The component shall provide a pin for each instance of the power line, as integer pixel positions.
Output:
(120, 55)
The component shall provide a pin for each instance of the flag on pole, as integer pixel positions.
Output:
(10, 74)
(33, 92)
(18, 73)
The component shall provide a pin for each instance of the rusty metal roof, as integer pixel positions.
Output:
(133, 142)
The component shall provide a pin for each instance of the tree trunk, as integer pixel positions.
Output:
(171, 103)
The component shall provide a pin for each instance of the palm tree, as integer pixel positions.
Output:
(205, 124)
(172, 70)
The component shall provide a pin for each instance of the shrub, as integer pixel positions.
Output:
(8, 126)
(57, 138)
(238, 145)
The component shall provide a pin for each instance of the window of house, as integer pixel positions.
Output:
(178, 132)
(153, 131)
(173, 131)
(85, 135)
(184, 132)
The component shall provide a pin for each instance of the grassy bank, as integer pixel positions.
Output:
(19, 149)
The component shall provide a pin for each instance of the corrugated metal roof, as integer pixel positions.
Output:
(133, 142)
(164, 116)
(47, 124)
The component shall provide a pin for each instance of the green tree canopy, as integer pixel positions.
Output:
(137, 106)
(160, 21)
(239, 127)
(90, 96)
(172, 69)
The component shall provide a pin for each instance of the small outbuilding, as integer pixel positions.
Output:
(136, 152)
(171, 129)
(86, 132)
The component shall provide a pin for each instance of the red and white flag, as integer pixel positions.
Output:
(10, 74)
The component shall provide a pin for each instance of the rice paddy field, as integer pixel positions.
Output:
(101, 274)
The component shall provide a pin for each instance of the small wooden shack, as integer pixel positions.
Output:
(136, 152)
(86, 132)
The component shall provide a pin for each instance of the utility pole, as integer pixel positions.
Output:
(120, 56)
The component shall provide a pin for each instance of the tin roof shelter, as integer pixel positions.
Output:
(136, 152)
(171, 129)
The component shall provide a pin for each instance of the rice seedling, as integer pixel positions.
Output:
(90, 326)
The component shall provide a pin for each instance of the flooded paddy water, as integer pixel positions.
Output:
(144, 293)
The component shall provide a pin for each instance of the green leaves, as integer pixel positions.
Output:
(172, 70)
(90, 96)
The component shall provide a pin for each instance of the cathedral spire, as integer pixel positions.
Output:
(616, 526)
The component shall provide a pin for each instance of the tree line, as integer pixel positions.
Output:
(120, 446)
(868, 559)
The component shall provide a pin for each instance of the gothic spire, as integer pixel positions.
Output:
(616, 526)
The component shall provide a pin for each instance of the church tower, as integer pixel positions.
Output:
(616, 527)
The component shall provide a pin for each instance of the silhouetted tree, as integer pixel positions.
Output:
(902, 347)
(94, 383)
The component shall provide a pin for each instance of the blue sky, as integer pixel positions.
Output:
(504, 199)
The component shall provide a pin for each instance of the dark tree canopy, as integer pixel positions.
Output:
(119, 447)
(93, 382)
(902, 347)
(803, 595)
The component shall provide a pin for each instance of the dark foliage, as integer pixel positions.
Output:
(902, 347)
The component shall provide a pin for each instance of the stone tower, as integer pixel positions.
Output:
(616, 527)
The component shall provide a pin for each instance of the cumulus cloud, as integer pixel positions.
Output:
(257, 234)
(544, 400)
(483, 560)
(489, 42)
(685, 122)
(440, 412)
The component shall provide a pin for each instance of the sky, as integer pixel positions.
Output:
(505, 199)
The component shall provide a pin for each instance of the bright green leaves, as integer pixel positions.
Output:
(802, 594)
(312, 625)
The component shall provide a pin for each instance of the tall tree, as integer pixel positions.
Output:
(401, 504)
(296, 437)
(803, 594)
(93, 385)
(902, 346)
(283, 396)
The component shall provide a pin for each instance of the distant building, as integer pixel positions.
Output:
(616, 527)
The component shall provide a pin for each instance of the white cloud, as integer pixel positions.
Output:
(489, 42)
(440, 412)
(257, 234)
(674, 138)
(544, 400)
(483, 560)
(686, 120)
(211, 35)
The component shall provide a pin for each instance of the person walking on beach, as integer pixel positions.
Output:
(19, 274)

AIM OF THE EXERCISE. Starting at the line where "beach, as integer pixel positions." appears, write out every line exactly as it stands until the listing ends, and add nothing.

SOLUTION TO THE PROBLEM.
The component shall provide a pin for each instance of the person walking on beach, as integer pixel positions.
Output:
(19, 274)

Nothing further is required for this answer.